> **About this exercise**
Copy the records below exactly as they appear.

> **Working data**
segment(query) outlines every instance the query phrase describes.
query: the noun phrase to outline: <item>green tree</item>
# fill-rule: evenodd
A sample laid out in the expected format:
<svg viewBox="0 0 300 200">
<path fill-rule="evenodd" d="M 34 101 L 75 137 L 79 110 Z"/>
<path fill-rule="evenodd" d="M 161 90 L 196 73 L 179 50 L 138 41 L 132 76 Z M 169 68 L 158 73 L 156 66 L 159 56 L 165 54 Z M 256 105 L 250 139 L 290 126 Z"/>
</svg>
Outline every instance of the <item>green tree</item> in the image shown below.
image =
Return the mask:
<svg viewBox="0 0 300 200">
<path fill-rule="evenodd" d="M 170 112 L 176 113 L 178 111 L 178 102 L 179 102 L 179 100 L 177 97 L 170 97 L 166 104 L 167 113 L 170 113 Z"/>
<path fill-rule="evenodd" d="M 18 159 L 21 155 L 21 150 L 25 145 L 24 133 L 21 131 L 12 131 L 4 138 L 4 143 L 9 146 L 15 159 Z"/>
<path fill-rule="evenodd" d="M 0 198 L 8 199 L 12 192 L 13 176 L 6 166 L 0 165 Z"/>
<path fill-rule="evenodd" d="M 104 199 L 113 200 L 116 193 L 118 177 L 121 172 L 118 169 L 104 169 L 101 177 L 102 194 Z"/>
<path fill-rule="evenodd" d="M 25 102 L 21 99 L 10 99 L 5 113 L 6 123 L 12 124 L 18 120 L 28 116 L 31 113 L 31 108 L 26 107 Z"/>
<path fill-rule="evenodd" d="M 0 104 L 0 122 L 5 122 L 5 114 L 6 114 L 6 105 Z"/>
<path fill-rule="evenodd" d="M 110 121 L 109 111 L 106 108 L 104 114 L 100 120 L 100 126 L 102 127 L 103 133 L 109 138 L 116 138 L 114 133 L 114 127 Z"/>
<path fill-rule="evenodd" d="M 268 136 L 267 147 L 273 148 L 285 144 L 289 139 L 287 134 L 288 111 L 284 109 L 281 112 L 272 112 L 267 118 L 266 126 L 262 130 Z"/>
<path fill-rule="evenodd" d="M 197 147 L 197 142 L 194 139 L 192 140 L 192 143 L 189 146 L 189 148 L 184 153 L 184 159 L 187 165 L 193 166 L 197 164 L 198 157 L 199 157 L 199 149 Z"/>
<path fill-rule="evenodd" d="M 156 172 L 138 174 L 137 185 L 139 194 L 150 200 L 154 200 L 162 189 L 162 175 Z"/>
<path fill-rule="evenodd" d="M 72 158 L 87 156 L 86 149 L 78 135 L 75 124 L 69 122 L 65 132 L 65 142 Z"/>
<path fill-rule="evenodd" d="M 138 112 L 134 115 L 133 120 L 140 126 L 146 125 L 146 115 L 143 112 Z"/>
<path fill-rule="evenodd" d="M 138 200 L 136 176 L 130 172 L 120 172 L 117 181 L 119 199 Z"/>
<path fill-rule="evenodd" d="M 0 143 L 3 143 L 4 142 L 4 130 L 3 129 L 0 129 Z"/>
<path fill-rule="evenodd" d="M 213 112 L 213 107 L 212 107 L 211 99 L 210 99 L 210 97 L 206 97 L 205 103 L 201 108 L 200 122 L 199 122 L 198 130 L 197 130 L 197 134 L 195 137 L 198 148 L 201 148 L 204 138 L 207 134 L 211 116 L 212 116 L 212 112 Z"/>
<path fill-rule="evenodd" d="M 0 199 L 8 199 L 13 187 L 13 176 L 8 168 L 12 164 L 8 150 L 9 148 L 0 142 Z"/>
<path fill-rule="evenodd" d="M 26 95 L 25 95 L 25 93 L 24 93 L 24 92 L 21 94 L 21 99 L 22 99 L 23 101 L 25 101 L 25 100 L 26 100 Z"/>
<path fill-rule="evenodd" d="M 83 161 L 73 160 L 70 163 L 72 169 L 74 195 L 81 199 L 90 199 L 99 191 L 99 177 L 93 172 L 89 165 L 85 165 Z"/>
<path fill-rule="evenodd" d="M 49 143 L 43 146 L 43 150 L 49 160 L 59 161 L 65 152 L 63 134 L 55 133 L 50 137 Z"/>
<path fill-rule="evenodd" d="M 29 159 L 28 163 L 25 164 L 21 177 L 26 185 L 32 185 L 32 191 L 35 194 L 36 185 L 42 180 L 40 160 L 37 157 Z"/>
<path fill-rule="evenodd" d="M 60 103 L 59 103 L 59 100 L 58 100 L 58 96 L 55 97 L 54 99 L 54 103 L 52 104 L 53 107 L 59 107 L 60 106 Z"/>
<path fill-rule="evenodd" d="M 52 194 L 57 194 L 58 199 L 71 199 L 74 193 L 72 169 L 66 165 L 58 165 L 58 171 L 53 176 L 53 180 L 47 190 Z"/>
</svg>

> **Finished task**
segment(query) outlines every instance the query phrase describes.
query: the noun phrase to outline: <item>green tree</item>
# fill-rule: evenodd
A sample laid out in the expected format:
<svg viewBox="0 0 300 200">
<path fill-rule="evenodd" d="M 34 101 L 75 137 L 79 110 Z"/>
<path fill-rule="evenodd" d="M 161 90 L 196 73 L 179 50 L 138 41 L 132 76 Z M 169 68 L 158 73 L 156 66 L 159 56 L 165 54 Z M 256 105 L 250 139 L 290 126 Z"/>
</svg>
Outline every instance of the <item>green tree</item> in the image shown below.
image =
Return the mask:
<svg viewBox="0 0 300 200">
<path fill-rule="evenodd" d="M 170 112 L 176 113 L 178 111 L 178 102 L 179 102 L 179 100 L 177 97 L 170 97 L 166 104 L 167 113 L 170 113 Z"/>
<path fill-rule="evenodd" d="M 18 159 L 21 155 L 21 150 L 25 145 L 24 133 L 21 131 L 12 131 L 4 138 L 4 143 L 9 146 L 15 159 Z"/>
<path fill-rule="evenodd" d="M 0 198 L 8 199 L 12 192 L 13 176 L 6 166 L 0 165 Z"/>
<path fill-rule="evenodd" d="M 104 199 L 113 200 L 116 193 L 118 177 L 121 172 L 118 169 L 104 169 L 101 177 L 102 194 Z"/>
<path fill-rule="evenodd" d="M 25 102 L 21 99 L 10 99 L 5 113 L 6 123 L 12 124 L 18 120 L 28 116 L 31 113 L 31 108 L 26 107 Z"/>
<path fill-rule="evenodd" d="M 0 104 L 0 122 L 5 122 L 5 114 L 6 114 L 6 105 Z"/>
<path fill-rule="evenodd" d="M 110 121 L 109 111 L 106 108 L 104 114 L 100 120 L 100 126 L 102 127 L 103 133 L 109 138 L 116 138 L 114 133 L 114 127 Z"/>
<path fill-rule="evenodd" d="M 268 136 L 267 147 L 273 148 L 285 144 L 289 139 L 287 134 L 288 111 L 284 109 L 281 112 L 272 112 L 267 118 L 266 126 L 262 130 Z"/>
<path fill-rule="evenodd" d="M 197 147 L 197 142 L 194 139 L 192 140 L 192 143 L 189 146 L 189 148 L 184 153 L 184 159 L 187 165 L 193 166 L 197 164 L 198 157 L 199 157 L 199 149 Z"/>
<path fill-rule="evenodd" d="M 156 172 L 138 174 L 137 185 L 139 194 L 150 200 L 154 200 L 162 189 L 162 175 Z"/>
<path fill-rule="evenodd" d="M 72 158 L 87 156 L 86 149 L 78 135 L 75 124 L 69 122 L 65 132 L 65 142 Z"/>
<path fill-rule="evenodd" d="M 138 112 L 134 115 L 133 120 L 140 126 L 146 125 L 146 115 L 143 112 Z"/>
<path fill-rule="evenodd" d="M 138 200 L 136 176 L 130 172 L 120 172 L 117 181 L 119 199 Z"/>
<path fill-rule="evenodd" d="M 0 143 L 3 143 L 4 142 L 4 130 L 3 129 L 0 129 Z"/>
<path fill-rule="evenodd" d="M 213 112 L 213 107 L 212 107 L 211 99 L 210 99 L 210 97 L 206 97 L 205 103 L 201 108 L 200 122 L 199 122 L 198 130 L 197 130 L 197 134 L 195 137 L 198 148 L 201 148 L 204 138 L 207 134 L 211 116 L 212 116 L 212 112 Z"/>
<path fill-rule="evenodd" d="M 0 199 L 8 199 L 13 187 L 13 176 L 8 168 L 12 164 L 8 150 L 9 148 L 0 142 Z"/>
<path fill-rule="evenodd" d="M 26 95 L 25 95 L 25 93 L 24 93 L 24 92 L 21 94 L 21 99 L 22 99 L 23 101 L 25 101 L 25 100 L 26 100 Z"/>
<path fill-rule="evenodd" d="M 83 161 L 73 160 L 70 163 L 72 169 L 74 195 L 81 199 L 90 199 L 99 191 L 99 177 L 93 172 L 89 165 L 85 165 Z"/>
<path fill-rule="evenodd" d="M 49 143 L 43 146 L 43 150 L 49 160 L 59 161 L 65 152 L 63 134 L 55 133 L 50 137 Z"/>
<path fill-rule="evenodd" d="M 29 159 L 28 163 L 25 164 L 21 177 L 26 185 L 32 185 L 32 191 L 35 194 L 36 185 L 42 180 L 40 160 L 37 157 Z"/>
<path fill-rule="evenodd" d="M 60 103 L 59 103 L 59 100 L 58 100 L 58 96 L 55 97 L 54 99 L 54 103 L 52 104 L 53 107 L 59 107 L 60 106 Z"/>
<path fill-rule="evenodd" d="M 52 194 L 57 194 L 58 199 L 71 199 L 74 193 L 72 169 L 66 165 L 58 165 L 58 171 L 53 176 L 53 180 L 47 190 Z"/>
</svg>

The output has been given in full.